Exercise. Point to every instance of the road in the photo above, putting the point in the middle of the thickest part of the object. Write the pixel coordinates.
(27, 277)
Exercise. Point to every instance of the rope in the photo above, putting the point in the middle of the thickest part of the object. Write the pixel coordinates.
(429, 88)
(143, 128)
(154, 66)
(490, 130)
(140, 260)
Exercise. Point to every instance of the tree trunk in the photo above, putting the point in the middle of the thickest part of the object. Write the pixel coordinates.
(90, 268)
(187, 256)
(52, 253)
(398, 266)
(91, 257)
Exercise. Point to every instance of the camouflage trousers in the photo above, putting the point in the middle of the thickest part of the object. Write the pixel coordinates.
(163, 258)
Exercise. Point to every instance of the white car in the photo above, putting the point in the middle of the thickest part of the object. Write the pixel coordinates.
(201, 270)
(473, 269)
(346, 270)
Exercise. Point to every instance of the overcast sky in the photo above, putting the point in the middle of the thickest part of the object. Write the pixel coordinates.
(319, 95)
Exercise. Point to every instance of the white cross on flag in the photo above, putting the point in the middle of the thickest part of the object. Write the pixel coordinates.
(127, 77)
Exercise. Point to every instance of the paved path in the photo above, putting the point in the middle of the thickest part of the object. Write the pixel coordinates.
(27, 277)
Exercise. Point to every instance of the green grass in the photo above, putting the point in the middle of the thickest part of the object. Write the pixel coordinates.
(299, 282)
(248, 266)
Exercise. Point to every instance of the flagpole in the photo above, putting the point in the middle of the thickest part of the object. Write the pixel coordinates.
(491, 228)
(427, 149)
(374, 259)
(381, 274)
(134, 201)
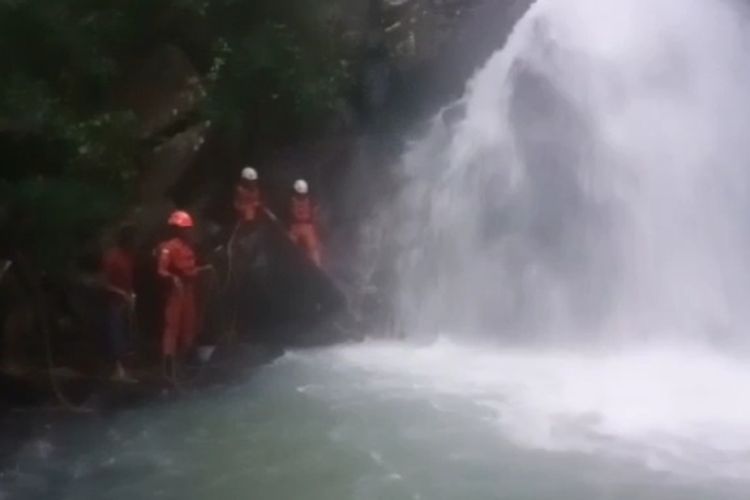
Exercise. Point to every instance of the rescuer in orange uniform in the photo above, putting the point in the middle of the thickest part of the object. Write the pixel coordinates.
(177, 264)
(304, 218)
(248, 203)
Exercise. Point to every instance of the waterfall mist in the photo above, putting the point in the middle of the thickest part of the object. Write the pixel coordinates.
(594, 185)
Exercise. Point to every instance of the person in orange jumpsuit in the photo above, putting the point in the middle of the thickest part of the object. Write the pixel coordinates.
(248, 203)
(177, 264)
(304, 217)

++++++

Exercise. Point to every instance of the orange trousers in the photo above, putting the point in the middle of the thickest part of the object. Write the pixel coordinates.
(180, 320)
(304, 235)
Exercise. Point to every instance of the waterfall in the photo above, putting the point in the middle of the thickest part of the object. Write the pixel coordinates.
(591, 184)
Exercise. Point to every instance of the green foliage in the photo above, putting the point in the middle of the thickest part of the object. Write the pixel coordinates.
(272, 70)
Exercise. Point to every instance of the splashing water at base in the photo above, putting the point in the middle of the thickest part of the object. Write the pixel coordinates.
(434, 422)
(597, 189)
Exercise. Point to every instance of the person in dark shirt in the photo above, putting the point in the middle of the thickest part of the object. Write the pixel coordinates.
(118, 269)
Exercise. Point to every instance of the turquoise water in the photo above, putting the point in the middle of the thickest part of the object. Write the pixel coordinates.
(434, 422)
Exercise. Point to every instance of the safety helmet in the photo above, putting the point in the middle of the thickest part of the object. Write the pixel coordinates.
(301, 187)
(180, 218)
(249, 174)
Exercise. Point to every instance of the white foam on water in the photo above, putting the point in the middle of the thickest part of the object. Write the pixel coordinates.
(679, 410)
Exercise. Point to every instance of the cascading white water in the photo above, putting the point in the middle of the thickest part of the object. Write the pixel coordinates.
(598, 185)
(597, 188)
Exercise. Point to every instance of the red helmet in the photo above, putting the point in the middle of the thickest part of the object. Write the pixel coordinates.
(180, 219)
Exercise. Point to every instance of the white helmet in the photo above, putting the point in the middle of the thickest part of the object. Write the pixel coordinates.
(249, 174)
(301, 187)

++++++

#### [EXERCISE OBJECTIVE]
Count the lines above that contain the word "person". Reply with the number alone.

#### [FULL OUTPUT]
2